» WRITTEN INSTRUCTION 1: Can you condense the paragraph that begins "From the nltk library" in the Python tutorial below into a short list, keeping its main facts?

» SELECTED PASSAGE:

This blog post will explain how to count noun phrases in a list of sentences with Python.
From the nltk library, pos_tag, and RegexpParser need to be imported. The re library has to be imported. From the collections library, Counter needs to be imported. They are for part of speech tagging the sample text, breaking down the sample text into a list of words or tokens, and parsing the part of speech tagged sentence. A counter object will count noun phrases extracted from the sample text.
import re
from nltk import pos_tag, RegexpParser
from collections import Counter
A list of sentences is declared.
sentences = [
"The pizza is ready.",
"There are two toppings on it.",
"The pizza was delivered."
]
A grammar rule is declared that parses a tagged sentence into noun phrases.
grammar = r"""
NP: {<DT>?<JJ.*>*<NN.*>+}
"""
A chunk parser is created that uses a grammar rule that is useful for extracting noun phrases out of a sentence.
chunk_parser = RegexpParser(grammar)
An empty list is declared that will hold all noun phrases that are extracted out of the sentence.
noun_phrases = []
The list of sentences is processed. Each sentence is tokenized and part of speech tagged. After that, the part of speech tagged sentence is inputted into the chunk parser. Then a tree structure is used for extracting noun phrases from each sentence.
for sentence in sentences:
words = re.sub(r'[^\w\s]', '', sentence).lower().split(' ')
tagged = pos_tag(words)
tree = chunk_parser.parse(tagged)
for subtree in tree.subtrees():
if subtree.label() == 'NP':
np = " ".join(word for word, pos in subtree.leaves())
noun_phrases.append(np)
A counter object named counts is declared that will hold the counts for all of the noun phrases.
counts = Counter(noun_phrases)
The counter object is traversed and each noun phrase and its count are printed to the screen.
for phrase, count in counts.items():
print(phrase,count)
This is what the whole source code looks like.
import re
from nltk import pos_tag, RegexpParser
from collections import Counter
sentences = [
"The pizza is ready.",
"There are two toppings on it.",
"The pizza was delivered."
]
grammar = r"""
NP: {<DT>?<JJ.*>*<NN.*>+}
"""
chunk_parser = RegexpParser(grammar)
noun_phrases = []
for sentence in sentences:
words = re.sub(r'[^\w\s]', '', sentence).lower().split(' ')
tagged = pos_tag(words)
tree = chunk_parser.parse(tagged)
for subtree in tree.subtrees():
if subtree.label() == 'NP':
np = " ".join(word for word, pos in subtree.leaves())
noun_phrases.append(np)
counts = Counter(noun_phrases)
for phrase, count in counts.items():
print(phrase,count)

(Polygon annotations for photos)
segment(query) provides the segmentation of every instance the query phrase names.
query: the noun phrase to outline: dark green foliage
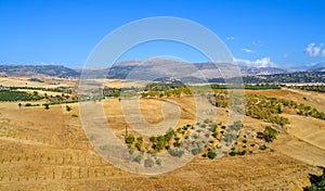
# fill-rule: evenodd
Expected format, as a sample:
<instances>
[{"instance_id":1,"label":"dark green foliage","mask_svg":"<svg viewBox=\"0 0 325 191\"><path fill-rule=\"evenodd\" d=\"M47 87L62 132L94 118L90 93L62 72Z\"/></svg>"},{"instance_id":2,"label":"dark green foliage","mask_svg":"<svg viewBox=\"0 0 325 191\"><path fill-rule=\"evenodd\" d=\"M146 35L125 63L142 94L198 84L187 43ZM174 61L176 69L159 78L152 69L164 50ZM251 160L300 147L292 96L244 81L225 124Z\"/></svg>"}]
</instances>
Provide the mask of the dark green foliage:
<instances>
[{"instance_id":1,"label":"dark green foliage","mask_svg":"<svg viewBox=\"0 0 325 191\"><path fill-rule=\"evenodd\" d=\"M132 144L134 142L135 138L133 135L129 135L127 138L126 138L126 143L127 144Z\"/></svg>"},{"instance_id":2,"label":"dark green foliage","mask_svg":"<svg viewBox=\"0 0 325 191\"><path fill-rule=\"evenodd\" d=\"M235 156L236 154L237 153L235 151L232 151L232 152L229 153L229 155L231 155L231 156Z\"/></svg>"},{"instance_id":3,"label":"dark green foliage","mask_svg":"<svg viewBox=\"0 0 325 191\"><path fill-rule=\"evenodd\" d=\"M136 162L136 163L139 163L139 164L141 164L142 155L140 155L140 154L136 155L133 161Z\"/></svg>"},{"instance_id":4,"label":"dark green foliage","mask_svg":"<svg viewBox=\"0 0 325 191\"><path fill-rule=\"evenodd\" d=\"M43 105L44 105L44 109L46 109L46 110L50 110L49 103L44 103Z\"/></svg>"},{"instance_id":5,"label":"dark green foliage","mask_svg":"<svg viewBox=\"0 0 325 191\"><path fill-rule=\"evenodd\" d=\"M151 157L147 157L146 160L144 160L144 166L147 167L153 167L155 165L155 161Z\"/></svg>"},{"instance_id":6,"label":"dark green foliage","mask_svg":"<svg viewBox=\"0 0 325 191\"><path fill-rule=\"evenodd\" d=\"M197 155L198 153L200 153L202 149L200 148L195 148L195 149L192 149L192 154L193 155Z\"/></svg>"},{"instance_id":7,"label":"dark green foliage","mask_svg":"<svg viewBox=\"0 0 325 191\"><path fill-rule=\"evenodd\" d=\"M174 149L174 150L168 150L168 153L172 156L181 157L184 154L184 151Z\"/></svg>"},{"instance_id":8,"label":"dark green foliage","mask_svg":"<svg viewBox=\"0 0 325 191\"><path fill-rule=\"evenodd\" d=\"M233 133L230 133L230 132L223 135L223 140L224 140L225 142L227 142L227 143L230 143L230 142L232 142L232 141L234 141L234 140L236 140L236 139L237 139L237 136L236 136L236 135L233 135Z\"/></svg>"},{"instance_id":9,"label":"dark green foliage","mask_svg":"<svg viewBox=\"0 0 325 191\"><path fill-rule=\"evenodd\" d=\"M209 157L210 160L213 160L216 156L217 156L217 153L214 153L213 151L209 151L209 152L208 152L208 157Z\"/></svg>"},{"instance_id":10,"label":"dark green foliage","mask_svg":"<svg viewBox=\"0 0 325 191\"><path fill-rule=\"evenodd\" d=\"M277 131L273 129L271 126L266 126L263 135L266 142L272 142L274 139L276 139Z\"/></svg>"},{"instance_id":11,"label":"dark green foliage","mask_svg":"<svg viewBox=\"0 0 325 191\"><path fill-rule=\"evenodd\" d=\"M73 110L73 107L70 107L69 105L65 105L65 109L66 109L67 112Z\"/></svg>"},{"instance_id":12,"label":"dark green foliage","mask_svg":"<svg viewBox=\"0 0 325 191\"><path fill-rule=\"evenodd\" d=\"M139 151L142 150L142 144L143 144L143 138L142 138L142 137L136 138L135 148L136 148Z\"/></svg>"},{"instance_id":13,"label":"dark green foliage","mask_svg":"<svg viewBox=\"0 0 325 191\"><path fill-rule=\"evenodd\" d=\"M262 150L262 151L266 150L266 149L268 149L268 147L265 144L263 144L263 145L260 147L260 150Z\"/></svg>"},{"instance_id":14,"label":"dark green foliage","mask_svg":"<svg viewBox=\"0 0 325 191\"><path fill-rule=\"evenodd\" d=\"M312 184L308 188L304 188L304 191L324 191L325 190L325 168L323 167L323 175L315 176L310 175L310 180Z\"/></svg>"},{"instance_id":15,"label":"dark green foliage","mask_svg":"<svg viewBox=\"0 0 325 191\"><path fill-rule=\"evenodd\" d=\"M243 151L240 151L240 152L237 152L237 154L239 154L239 155L245 155L246 154L246 150L243 150Z\"/></svg>"}]
</instances>

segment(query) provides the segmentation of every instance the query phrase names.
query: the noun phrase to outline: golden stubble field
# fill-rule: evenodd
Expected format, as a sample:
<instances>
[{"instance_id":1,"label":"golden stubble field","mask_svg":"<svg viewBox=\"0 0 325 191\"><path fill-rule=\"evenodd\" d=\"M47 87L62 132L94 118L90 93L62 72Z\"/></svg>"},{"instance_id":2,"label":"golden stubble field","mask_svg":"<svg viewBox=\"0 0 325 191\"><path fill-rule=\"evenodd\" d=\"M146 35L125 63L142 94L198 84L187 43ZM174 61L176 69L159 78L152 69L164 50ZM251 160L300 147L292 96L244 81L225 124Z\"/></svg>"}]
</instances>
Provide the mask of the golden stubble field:
<instances>
[{"instance_id":1,"label":"golden stubble field","mask_svg":"<svg viewBox=\"0 0 325 191\"><path fill-rule=\"evenodd\" d=\"M288 99L287 91L257 93L283 93ZM300 98L300 92L294 93L295 99ZM311 94L307 101L312 99L316 98ZM180 125L191 122L191 98L172 101L186 109ZM301 190L310 184L309 174L321 173L316 165L324 165L324 141L317 135L324 133L325 124L310 117L287 116L291 124L272 143L275 152L213 161L197 156L168 174L144 176L122 171L93 151L76 103L69 104L70 112L65 105L47 111L0 104L0 190ZM106 99L103 105L108 123L116 133L122 133L126 122L118 99ZM161 100L142 99L140 107L147 122L159 123L161 105ZM217 122L225 122L225 114L220 110ZM245 117L244 124L257 130L266 125L250 117Z\"/></svg>"}]
</instances>

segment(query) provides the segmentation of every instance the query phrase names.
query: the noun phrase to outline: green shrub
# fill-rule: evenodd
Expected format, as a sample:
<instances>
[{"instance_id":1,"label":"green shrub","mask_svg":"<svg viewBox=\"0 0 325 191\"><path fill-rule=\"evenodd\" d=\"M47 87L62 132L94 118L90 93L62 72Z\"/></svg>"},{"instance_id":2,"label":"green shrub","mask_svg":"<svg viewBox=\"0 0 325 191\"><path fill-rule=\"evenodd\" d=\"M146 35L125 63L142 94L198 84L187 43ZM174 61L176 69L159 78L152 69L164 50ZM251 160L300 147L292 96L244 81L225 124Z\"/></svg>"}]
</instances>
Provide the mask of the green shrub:
<instances>
[{"instance_id":1,"label":"green shrub","mask_svg":"<svg viewBox=\"0 0 325 191\"><path fill-rule=\"evenodd\" d=\"M191 152L192 152L193 155L197 155L198 153L202 152L202 149L200 148L195 148Z\"/></svg>"},{"instance_id":2,"label":"green shrub","mask_svg":"<svg viewBox=\"0 0 325 191\"><path fill-rule=\"evenodd\" d=\"M217 156L217 153L214 153L213 151L209 151L209 152L208 152L208 157L209 157L210 160L213 160L216 156Z\"/></svg>"},{"instance_id":3,"label":"green shrub","mask_svg":"<svg viewBox=\"0 0 325 191\"><path fill-rule=\"evenodd\" d=\"M127 138L126 138L126 143L127 144L132 144L134 142L135 138L133 135L129 135Z\"/></svg>"},{"instance_id":4,"label":"green shrub","mask_svg":"<svg viewBox=\"0 0 325 191\"><path fill-rule=\"evenodd\" d=\"M260 147L260 150L262 150L262 151L266 150L266 149L268 149L268 147L265 144L263 144L263 145Z\"/></svg>"},{"instance_id":5,"label":"green shrub","mask_svg":"<svg viewBox=\"0 0 325 191\"><path fill-rule=\"evenodd\" d=\"M144 166L147 167L153 167L155 165L155 161L151 157L147 157L146 160L144 160Z\"/></svg>"},{"instance_id":6,"label":"green shrub","mask_svg":"<svg viewBox=\"0 0 325 191\"><path fill-rule=\"evenodd\" d=\"M168 153L172 156L181 157L184 154L184 151L174 149L174 150L168 150Z\"/></svg>"},{"instance_id":7,"label":"green shrub","mask_svg":"<svg viewBox=\"0 0 325 191\"><path fill-rule=\"evenodd\" d=\"M142 155L141 154L136 155L133 161L141 164Z\"/></svg>"}]
</instances>

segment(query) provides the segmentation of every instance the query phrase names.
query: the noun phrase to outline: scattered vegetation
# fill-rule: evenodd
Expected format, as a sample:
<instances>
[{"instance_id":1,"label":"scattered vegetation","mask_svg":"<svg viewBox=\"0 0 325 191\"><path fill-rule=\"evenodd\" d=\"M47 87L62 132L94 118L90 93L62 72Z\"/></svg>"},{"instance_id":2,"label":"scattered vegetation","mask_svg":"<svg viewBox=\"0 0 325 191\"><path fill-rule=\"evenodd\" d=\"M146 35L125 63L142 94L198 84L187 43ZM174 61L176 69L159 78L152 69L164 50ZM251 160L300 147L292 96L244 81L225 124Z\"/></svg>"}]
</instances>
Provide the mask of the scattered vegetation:
<instances>
[{"instance_id":1,"label":"scattered vegetation","mask_svg":"<svg viewBox=\"0 0 325 191\"><path fill-rule=\"evenodd\" d=\"M36 93L16 90L0 90L0 101L36 101L42 99Z\"/></svg>"}]
</instances>

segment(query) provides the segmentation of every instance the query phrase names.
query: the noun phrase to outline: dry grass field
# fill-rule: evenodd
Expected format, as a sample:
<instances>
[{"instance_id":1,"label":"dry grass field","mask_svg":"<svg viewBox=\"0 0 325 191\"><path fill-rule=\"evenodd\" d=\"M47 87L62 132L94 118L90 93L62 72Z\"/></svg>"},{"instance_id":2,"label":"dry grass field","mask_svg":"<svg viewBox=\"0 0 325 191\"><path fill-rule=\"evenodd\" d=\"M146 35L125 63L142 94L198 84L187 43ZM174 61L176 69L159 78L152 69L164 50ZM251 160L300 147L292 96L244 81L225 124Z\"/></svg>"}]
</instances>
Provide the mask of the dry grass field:
<instances>
[{"instance_id":1,"label":"dry grass field","mask_svg":"<svg viewBox=\"0 0 325 191\"><path fill-rule=\"evenodd\" d=\"M26 82L21 79L21 84L8 78L0 80L5 86ZM118 87L121 81L107 84ZM62 81L62 85L73 84ZM247 93L292 99L325 110L324 96L320 93L288 89ZM179 126L193 122L195 103L191 97L170 100L181 107ZM164 120L164 104L160 99L141 99L140 110L148 123L157 124ZM287 115L290 124L270 144L274 152L253 152L243 156L226 154L218 160L197 155L185 166L164 175L131 174L116 168L94 152L82 129L78 104L68 105L73 109L69 112L65 104L44 110L43 106L20 109L17 102L0 103L1 191L302 190L310 184L309 174L321 173L316 165L325 166L325 122ZM103 105L109 125L117 136L122 135L126 120L121 103L112 98L103 100ZM216 120L225 123L225 110L218 110ZM268 123L245 117L244 125L244 131L262 131Z\"/></svg>"}]
</instances>

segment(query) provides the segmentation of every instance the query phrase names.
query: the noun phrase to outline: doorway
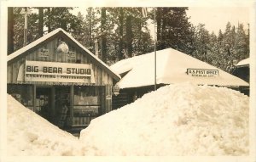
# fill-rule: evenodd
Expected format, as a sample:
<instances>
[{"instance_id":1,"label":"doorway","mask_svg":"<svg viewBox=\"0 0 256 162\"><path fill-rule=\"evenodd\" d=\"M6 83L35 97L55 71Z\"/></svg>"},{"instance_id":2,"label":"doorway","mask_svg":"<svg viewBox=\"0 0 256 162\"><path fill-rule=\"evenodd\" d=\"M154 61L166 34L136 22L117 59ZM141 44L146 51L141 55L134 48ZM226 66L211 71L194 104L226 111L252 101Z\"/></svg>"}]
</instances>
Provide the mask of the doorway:
<instances>
[{"instance_id":1,"label":"doorway","mask_svg":"<svg viewBox=\"0 0 256 162\"><path fill-rule=\"evenodd\" d=\"M51 91L49 87L36 88L36 113L40 116L50 120L50 98Z\"/></svg>"}]
</instances>

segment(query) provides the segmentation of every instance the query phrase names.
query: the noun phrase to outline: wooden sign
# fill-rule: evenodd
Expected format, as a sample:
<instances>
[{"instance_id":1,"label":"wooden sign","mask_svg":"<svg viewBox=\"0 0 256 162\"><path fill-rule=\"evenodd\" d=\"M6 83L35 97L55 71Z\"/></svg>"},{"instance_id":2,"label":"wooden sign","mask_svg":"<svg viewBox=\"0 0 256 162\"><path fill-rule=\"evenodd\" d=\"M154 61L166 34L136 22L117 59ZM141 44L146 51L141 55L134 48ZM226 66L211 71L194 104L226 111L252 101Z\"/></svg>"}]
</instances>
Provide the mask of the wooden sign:
<instances>
[{"instance_id":1,"label":"wooden sign","mask_svg":"<svg viewBox=\"0 0 256 162\"><path fill-rule=\"evenodd\" d=\"M40 48L38 51L38 57L40 58L48 58L49 57L49 49Z\"/></svg>"},{"instance_id":2,"label":"wooden sign","mask_svg":"<svg viewBox=\"0 0 256 162\"><path fill-rule=\"evenodd\" d=\"M207 69L187 69L187 75L195 77L215 77L218 76L218 70Z\"/></svg>"}]
</instances>

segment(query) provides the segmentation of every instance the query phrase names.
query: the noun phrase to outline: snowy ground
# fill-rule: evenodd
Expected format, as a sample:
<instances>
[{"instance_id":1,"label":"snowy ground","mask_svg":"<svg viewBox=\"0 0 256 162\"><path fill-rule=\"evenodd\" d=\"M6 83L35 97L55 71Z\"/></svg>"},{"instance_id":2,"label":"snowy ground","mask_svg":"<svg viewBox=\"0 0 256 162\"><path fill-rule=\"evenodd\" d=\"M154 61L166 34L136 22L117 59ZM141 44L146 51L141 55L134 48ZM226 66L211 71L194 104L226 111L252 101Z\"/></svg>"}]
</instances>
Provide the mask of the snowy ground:
<instances>
[{"instance_id":1,"label":"snowy ground","mask_svg":"<svg viewBox=\"0 0 256 162\"><path fill-rule=\"evenodd\" d=\"M7 154L9 155L83 155L77 137L23 107L8 96Z\"/></svg>"},{"instance_id":2,"label":"snowy ground","mask_svg":"<svg viewBox=\"0 0 256 162\"><path fill-rule=\"evenodd\" d=\"M248 155L249 98L166 86L92 120L78 139L8 96L9 155Z\"/></svg>"},{"instance_id":3,"label":"snowy ground","mask_svg":"<svg viewBox=\"0 0 256 162\"><path fill-rule=\"evenodd\" d=\"M248 155L249 98L224 87L171 85L94 120L92 155Z\"/></svg>"}]
</instances>

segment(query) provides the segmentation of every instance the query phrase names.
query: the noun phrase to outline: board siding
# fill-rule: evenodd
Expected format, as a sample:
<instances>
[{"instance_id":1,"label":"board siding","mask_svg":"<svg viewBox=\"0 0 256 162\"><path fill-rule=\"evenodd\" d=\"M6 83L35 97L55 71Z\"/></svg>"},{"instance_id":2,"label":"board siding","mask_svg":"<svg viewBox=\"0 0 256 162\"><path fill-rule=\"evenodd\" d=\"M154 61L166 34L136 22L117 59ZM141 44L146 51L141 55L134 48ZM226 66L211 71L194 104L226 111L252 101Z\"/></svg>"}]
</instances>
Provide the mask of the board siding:
<instances>
[{"instance_id":1,"label":"board siding","mask_svg":"<svg viewBox=\"0 0 256 162\"><path fill-rule=\"evenodd\" d=\"M58 46L58 40L61 39L60 37L55 37L54 39L49 40L46 43L34 48L33 51L27 51L25 53L30 53L28 54L25 54L24 58L20 59L15 62L12 62L8 64L8 83L20 83L20 84L43 84L43 85L55 85L56 83L52 82L44 82L44 81L37 81L37 82L26 82L26 81L17 81L19 68L21 64L25 64L25 59L31 60L31 61L47 61L47 62L63 62L63 63L71 63L67 59L64 60L64 56L60 57L55 54L55 51ZM73 43L70 42L69 40L65 40L66 43L68 45L69 49L74 51L76 53L76 59L80 59L81 64L92 64L92 69L94 70L95 80L96 86L102 85L108 85L112 84L112 79L109 79L110 75L108 72L99 66L99 64L96 61L92 61L90 57L87 57L86 54L88 53L82 53L81 50L75 48ZM38 56L38 49L39 48L48 48L49 49L49 56L48 58L43 58ZM89 55L89 54L88 54ZM75 62L72 62L75 63ZM64 82L60 83L60 85L72 85L72 83Z\"/></svg>"}]
</instances>

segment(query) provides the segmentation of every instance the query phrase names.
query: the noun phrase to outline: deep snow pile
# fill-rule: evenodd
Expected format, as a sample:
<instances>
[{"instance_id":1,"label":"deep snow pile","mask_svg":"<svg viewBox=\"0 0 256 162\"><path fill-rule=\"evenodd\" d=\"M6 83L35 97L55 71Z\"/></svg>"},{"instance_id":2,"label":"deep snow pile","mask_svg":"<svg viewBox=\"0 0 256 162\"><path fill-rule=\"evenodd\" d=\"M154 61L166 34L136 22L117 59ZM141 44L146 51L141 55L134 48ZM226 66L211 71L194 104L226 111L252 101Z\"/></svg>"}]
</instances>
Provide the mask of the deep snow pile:
<instances>
[{"instance_id":1,"label":"deep snow pile","mask_svg":"<svg viewBox=\"0 0 256 162\"><path fill-rule=\"evenodd\" d=\"M225 87L170 85L93 120L92 155L248 155L249 98Z\"/></svg>"},{"instance_id":2,"label":"deep snow pile","mask_svg":"<svg viewBox=\"0 0 256 162\"><path fill-rule=\"evenodd\" d=\"M83 155L78 138L25 108L8 95L9 155Z\"/></svg>"}]
</instances>

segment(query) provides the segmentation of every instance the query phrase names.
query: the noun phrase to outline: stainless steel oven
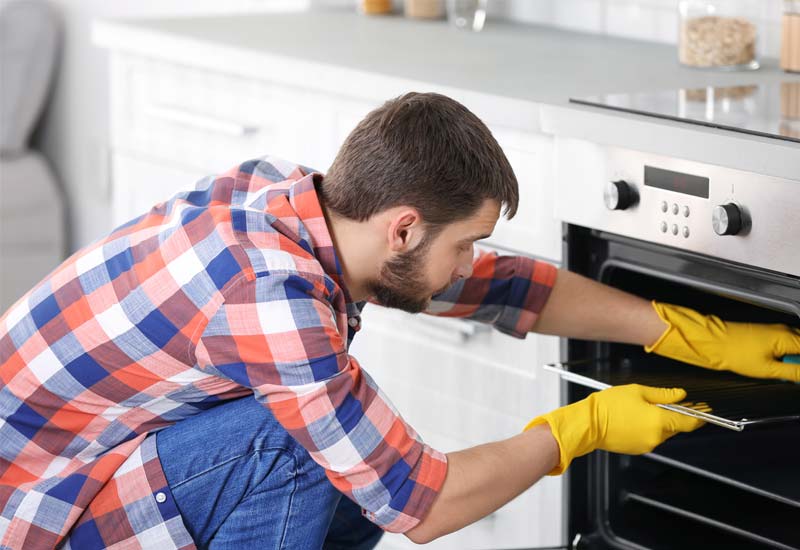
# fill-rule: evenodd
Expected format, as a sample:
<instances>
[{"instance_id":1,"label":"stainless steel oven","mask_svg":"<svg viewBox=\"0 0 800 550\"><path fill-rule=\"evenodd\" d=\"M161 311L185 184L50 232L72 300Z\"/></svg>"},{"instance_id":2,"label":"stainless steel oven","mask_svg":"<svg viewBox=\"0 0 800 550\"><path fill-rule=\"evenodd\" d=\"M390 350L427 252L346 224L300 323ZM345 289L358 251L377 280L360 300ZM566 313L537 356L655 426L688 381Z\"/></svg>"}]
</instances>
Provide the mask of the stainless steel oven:
<instances>
[{"instance_id":1,"label":"stainless steel oven","mask_svg":"<svg viewBox=\"0 0 800 550\"><path fill-rule=\"evenodd\" d=\"M560 138L556 162L570 270L728 320L800 326L800 180ZM568 340L564 354L598 376L674 366L603 342ZM565 397L589 391L568 384ZM768 409L768 395L747 406ZM800 549L800 422L708 425L648 455L578 459L568 531L581 549Z\"/></svg>"}]
</instances>

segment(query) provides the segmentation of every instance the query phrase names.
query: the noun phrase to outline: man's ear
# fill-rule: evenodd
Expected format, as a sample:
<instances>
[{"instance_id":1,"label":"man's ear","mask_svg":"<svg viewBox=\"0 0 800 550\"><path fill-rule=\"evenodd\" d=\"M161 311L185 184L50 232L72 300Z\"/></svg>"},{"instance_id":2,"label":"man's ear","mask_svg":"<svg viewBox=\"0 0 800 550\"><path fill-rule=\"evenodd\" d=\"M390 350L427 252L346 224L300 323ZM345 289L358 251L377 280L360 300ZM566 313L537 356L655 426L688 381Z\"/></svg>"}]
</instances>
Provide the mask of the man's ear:
<instances>
[{"instance_id":1,"label":"man's ear","mask_svg":"<svg viewBox=\"0 0 800 550\"><path fill-rule=\"evenodd\" d=\"M425 234L419 211L416 208L404 206L392 214L387 234L389 250L407 252L415 248Z\"/></svg>"}]
</instances>

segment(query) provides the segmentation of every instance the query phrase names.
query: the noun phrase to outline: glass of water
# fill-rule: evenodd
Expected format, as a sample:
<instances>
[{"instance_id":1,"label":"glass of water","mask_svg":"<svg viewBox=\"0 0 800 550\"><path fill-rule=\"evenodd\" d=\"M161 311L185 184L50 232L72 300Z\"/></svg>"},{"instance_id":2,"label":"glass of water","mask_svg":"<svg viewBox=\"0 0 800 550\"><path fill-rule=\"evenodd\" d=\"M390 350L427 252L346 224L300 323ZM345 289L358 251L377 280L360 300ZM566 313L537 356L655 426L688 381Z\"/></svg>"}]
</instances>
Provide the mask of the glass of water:
<instances>
[{"instance_id":1,"label":"glass of water","mask_svg":"<svg viewBox=\"0 0 800 550\"><path fill-rule=\"evenodd\" d=\"M447 18L460 29L479 31L486 21L487 0L447 0Z\"/></svg>"}]
</instances>

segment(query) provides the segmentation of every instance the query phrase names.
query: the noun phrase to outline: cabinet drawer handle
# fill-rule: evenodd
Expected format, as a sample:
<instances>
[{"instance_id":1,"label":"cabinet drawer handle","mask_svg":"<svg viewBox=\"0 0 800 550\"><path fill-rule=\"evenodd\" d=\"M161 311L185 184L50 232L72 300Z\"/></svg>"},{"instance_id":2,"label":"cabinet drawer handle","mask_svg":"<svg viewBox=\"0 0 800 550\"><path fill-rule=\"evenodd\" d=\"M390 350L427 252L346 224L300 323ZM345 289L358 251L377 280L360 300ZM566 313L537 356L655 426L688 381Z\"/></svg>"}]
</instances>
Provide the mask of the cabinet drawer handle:
<instances>
[{"instance_id":1,"label":"cabinet drawer handle","mask_svg":"<svg viewBox=\"0 0 800 550\"><path fill-rule=\"evenodd\" d=\"M159 120L233 137L250 136L260 130L258 126L247 126L167 105L148 105L145 114Z\"/></svg>"},{"instance_id":2,"label":"cabinet drawer handle","mask_svg":"<svg viewBox=\"0 0 800 550\"><path fill-rule=\"evenodd\" d=\"M486 334L492 331L492 326L469 319L459 319L455 317L438 317L436 315L419 315L417 317L423 324L436 327L441 330L453 330L462 339L469 340L479 334Z\"/></svg>"}]
</instances>

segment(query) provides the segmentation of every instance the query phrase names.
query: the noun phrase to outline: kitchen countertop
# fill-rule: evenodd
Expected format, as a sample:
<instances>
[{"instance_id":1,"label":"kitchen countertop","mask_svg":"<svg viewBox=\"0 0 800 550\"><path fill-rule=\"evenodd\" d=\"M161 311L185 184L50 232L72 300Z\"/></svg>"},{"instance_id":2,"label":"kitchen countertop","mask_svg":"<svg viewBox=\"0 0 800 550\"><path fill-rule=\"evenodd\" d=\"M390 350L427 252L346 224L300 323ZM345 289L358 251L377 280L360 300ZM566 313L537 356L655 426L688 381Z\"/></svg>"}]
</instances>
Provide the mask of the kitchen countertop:
<instances>
[{"instance_id":1,"label":"kitchen countertop","mask_svg":"<svg viewBox=\"0 0 800 550\"><path fill-rule=\"evenodd\" d=\"M471 94L459 99L505 109L509 125L800 179L796 143L568 102L610 92L800 82L774 59L752 72L705 71L679 65L672 45L494 20L472 33L445 21L341 10L106 20L93 31L95 43L111 49L348 97L457 90Z\"/></svg>"}]
</instances>

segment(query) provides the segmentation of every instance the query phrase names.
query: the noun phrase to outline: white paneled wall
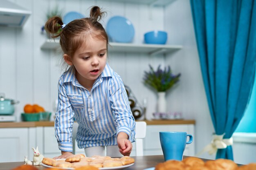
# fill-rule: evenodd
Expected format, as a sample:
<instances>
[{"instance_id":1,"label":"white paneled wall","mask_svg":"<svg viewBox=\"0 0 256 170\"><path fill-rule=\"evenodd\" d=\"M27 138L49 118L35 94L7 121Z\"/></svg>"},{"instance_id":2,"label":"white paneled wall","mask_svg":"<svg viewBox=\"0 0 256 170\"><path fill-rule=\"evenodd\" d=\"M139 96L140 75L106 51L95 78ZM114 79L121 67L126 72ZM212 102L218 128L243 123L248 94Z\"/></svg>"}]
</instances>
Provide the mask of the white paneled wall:
<instances>
[{"instance_id":1,"label":"white paneled wall","mask_svg":"<svg viewBox=\"0 0 256 170\"><path fill-rule=\"evenodd\" d=\"M0 92L5 93L7 98L20 101L15 113L18 121L27 104L38 104L47 110L55 112L58 81L62 73L59 62L62 54L60 51L40 49L47 38L45 33L41 33L41 28L49 9L57 5L63 14L75 11L88 16L91 7L99 6L108 13L101 21L104 27L114 15L124 16L130 20L135 29L135 44L143 42L144 33L164 29L162 7L152 8L144 4L96 0L11 1L32 11L22 29L0 27ZM155 67L164 64L164 56L126 53L110 53L108 55L110 66L131 88L138 100L142 103L144 99L147 99L147 115L150 118L155 111L156 96L144 85L144 71L148 69L148 64Z\"/></svg>"}]
</instances>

» WRITTEN INSTRUCTION 2: Which lines of the rows above contain the string "stubble"? Select and copy each one, treating case as significant.

» TASK RESULT 1:
- Import pos_tag and RegexpParser from the nltk library.
- Import the re library.
- Import Counter from the collections library.
- These tools tag the sample text by part of speech, break it into a list of words or tokens, and parse the tagged sentence.
- A Counter object counts the noun phrases extracted from the sample text.

» TASK RESULT 2:
query: the noun phrase to outline: golden stubble field
[{"instance_id":1,"label":"golden stubble field","mask_svg":"<svg viewBox=\"0 0 325 191\"><path fill-rule=\"evenodd\" d=\"M47 87L62 132L94 118L90 93L62 72Z\"/></svg>"},{"instance_id":2,"label":"golden stubble field","mask_svg":"<svg viewBox=\"0 0 325 191\"><path fill-rule=\"evenodd\" d=\"M146 35L125 63L142 94L198 84L187 43ZM174 61L176 69L159 78L152 69L164 50ZM251 160L300 147L292 96L244 81L225 124Z\"/></svg>"}]
Provide the mask of the golden stubble field:
[{"instance_id":1,"label":"golden stubble field","mask_svg":"<svg viewBox=\"0 0 325 191\"><path fill-rule=\"evenodd\" d=\"M288 99L287 91L257 93L283 93ZM300 98L300 92L294 93L295 99ZM311 94L307 101L312 99L316 98ZM180 125L191 122L191 98L172 101L186 109ZM301 190L310 184L309 174L321 173L316 165L324 165L324 141L317 135L324 133L325 124L310 117L287 116L291 124L272 143L275 152L213 161L197 156L168 174L144 176L122 171L93 151L76 103L69 104L70 112L65 105L47 111L0 104L0 190ZM106 99L103 105L108 123L116 133L122 133L126 122L118 99ZM161 100L142 99L140 107L147 122L159 123L161 105ZM217 122L225 122L225 114L220 110ZM245 117L244 124L257 130L266 125L250 117Z\"/></svg>"}]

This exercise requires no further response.